** begin PROVIDED RECORDS **

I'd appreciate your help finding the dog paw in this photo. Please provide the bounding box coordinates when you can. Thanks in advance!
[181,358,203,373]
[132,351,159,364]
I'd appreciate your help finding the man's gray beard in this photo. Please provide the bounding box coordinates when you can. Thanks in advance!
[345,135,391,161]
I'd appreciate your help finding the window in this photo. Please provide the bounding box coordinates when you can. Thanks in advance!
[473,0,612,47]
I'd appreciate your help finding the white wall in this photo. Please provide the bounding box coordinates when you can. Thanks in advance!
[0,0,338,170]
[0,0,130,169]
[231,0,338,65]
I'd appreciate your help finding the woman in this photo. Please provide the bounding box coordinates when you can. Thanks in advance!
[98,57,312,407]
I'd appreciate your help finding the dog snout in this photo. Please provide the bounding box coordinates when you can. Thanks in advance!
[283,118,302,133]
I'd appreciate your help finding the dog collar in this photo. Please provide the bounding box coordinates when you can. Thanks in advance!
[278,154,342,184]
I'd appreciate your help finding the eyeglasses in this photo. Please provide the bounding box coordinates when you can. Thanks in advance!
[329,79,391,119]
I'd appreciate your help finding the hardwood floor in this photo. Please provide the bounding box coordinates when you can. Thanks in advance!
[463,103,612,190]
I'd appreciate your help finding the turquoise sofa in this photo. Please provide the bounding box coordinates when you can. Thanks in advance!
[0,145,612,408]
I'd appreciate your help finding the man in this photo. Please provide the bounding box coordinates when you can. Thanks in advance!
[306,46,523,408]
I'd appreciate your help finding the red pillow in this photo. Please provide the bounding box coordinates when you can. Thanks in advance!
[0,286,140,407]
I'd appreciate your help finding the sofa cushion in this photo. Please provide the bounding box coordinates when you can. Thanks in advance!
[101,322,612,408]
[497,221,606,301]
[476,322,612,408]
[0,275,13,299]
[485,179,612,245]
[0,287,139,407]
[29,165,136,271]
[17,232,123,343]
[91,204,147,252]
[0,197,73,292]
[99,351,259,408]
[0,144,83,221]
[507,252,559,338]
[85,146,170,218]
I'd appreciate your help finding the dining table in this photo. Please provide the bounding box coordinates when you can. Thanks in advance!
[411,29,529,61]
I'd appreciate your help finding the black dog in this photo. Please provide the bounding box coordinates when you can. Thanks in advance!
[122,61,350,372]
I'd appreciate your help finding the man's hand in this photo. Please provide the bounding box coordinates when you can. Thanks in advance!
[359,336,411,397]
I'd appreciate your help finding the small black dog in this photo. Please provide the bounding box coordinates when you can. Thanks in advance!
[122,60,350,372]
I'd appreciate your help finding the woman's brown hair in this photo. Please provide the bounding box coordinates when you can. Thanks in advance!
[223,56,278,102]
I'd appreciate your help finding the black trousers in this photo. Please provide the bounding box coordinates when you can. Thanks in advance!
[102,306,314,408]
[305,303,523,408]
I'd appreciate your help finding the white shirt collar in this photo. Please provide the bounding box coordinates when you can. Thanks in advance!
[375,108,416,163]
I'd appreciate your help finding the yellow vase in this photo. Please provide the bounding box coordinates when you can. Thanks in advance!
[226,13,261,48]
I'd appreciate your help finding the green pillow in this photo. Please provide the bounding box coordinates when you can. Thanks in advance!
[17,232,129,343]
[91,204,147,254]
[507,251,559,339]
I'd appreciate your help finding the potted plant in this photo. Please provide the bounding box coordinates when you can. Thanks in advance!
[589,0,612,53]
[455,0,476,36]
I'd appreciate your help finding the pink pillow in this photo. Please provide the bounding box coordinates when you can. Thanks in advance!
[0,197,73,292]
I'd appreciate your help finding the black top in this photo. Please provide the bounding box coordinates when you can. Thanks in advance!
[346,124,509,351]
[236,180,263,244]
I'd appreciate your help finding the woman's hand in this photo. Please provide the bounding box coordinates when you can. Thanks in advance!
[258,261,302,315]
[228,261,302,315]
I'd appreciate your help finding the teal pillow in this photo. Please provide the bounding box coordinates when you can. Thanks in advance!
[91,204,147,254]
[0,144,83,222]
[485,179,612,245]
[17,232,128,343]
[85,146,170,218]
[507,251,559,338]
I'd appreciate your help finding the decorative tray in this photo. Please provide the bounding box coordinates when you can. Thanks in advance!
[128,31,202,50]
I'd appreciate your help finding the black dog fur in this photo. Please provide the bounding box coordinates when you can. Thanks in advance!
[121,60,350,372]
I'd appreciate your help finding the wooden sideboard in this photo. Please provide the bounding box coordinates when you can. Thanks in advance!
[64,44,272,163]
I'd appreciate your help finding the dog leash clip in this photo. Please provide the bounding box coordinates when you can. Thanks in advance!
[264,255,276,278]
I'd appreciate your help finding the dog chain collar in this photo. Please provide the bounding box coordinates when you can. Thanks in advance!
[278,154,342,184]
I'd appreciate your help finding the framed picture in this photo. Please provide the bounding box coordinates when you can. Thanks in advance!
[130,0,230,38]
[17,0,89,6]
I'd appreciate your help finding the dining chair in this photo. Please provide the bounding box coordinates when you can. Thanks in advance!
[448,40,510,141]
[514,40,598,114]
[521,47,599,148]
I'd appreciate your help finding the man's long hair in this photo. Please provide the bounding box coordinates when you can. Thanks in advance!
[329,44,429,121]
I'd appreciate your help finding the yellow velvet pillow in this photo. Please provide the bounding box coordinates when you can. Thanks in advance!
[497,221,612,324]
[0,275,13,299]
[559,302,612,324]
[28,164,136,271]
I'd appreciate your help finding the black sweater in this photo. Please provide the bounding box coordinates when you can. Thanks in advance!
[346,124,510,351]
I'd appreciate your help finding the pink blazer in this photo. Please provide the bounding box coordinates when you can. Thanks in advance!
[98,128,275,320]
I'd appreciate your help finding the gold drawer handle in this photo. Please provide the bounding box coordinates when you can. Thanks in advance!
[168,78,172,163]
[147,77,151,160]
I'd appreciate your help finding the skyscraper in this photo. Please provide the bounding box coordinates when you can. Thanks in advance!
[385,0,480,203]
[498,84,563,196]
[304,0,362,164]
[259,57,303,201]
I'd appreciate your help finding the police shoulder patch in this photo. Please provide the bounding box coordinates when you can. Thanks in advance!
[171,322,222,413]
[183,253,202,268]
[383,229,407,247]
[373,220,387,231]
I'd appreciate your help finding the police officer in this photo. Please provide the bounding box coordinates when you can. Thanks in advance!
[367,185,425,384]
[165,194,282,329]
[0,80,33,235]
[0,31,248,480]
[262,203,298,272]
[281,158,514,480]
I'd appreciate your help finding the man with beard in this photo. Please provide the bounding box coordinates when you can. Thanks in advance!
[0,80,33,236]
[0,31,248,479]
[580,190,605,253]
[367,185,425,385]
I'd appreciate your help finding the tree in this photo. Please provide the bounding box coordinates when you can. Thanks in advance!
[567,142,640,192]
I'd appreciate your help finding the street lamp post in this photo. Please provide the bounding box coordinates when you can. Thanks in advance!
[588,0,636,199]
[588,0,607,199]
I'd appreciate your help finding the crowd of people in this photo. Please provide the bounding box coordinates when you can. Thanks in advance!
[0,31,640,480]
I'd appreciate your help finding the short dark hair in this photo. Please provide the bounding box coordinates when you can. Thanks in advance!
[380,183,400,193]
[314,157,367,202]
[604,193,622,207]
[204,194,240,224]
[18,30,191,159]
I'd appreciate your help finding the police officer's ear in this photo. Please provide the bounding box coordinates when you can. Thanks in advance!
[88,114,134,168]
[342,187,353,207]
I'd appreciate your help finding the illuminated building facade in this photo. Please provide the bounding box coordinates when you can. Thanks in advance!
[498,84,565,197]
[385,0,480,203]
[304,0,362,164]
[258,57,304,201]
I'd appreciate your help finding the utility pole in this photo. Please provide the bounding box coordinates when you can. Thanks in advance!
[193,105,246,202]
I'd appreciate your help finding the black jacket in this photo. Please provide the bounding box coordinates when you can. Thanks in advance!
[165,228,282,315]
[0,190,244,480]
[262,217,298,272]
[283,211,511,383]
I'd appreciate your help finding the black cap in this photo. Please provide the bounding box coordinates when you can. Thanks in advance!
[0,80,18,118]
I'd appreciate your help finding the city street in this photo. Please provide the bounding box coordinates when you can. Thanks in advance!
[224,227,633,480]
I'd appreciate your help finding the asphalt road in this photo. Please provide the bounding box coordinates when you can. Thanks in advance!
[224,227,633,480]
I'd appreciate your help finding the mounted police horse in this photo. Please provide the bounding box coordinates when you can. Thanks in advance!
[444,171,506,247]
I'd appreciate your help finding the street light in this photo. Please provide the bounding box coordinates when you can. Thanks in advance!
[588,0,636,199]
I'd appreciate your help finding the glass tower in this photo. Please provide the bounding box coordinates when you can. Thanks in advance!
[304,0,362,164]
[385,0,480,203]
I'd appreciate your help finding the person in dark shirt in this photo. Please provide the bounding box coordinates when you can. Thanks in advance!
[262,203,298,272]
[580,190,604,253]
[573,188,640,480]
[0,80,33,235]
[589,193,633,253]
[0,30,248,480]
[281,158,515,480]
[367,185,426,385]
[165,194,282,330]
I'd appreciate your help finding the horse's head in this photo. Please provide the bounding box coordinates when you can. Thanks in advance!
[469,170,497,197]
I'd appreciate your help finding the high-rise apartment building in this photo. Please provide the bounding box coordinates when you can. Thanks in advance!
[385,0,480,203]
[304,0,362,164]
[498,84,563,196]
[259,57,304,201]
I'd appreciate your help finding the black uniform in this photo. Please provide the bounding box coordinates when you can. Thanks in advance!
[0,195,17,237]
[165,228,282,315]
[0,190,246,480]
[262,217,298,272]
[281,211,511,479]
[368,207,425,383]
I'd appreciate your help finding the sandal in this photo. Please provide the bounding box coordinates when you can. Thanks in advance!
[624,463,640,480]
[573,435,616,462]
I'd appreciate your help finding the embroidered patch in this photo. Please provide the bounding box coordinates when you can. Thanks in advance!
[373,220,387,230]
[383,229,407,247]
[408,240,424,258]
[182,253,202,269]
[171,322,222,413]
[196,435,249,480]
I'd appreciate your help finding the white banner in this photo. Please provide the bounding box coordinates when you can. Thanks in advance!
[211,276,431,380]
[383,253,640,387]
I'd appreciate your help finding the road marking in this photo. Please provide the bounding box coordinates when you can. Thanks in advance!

** end PROVIDED RECORDS **

DESCRIPTION OF THE TASK = Convert the records between the line holding "I'd appreciate your help finding the yellow velvet" and the line holding "[259,57,303,201]", inclusive, into a two-column CSV with the headers text and answer. Give each record one row, putting its text and its answer each in a single quoted field, with any line breaks inside a field replaced by spaces.

REPLY =
text,answer
"I'd appreciate your help finding the yellow velvet pillow in this photo. Please provide the bounding box coordinates when you can. Thanks in advance!","[497,221,612,324] [0,275,13,299] [559,302,612,324] [28,164,136,271]"
"I'd appreciate your help finding the black sweater in this photo. Please provide the bounding box coordinates when you can. Thanks in advance!","[346,124,510,351]"
"I'd appreciate your help finding the pink blazer in this photo. Please provide the bounding box coordinates when you can. Thanks in advance!","[98,128,275,320]"
"I'd appreciate your help finding the gold drawer handle in this photo. Please provide the bounding box coordinates when you can. Thanks in advance!","[168,78,172,163] [147,77,151,160]"
"I'd appreciate your help finding the skyscraper in this photo. Please provide the bounding box coordinates when you can. Thanks in advance!","[385,0,480,203] [498,84,563,196] [304,0,362,164] [259,57,303,201]"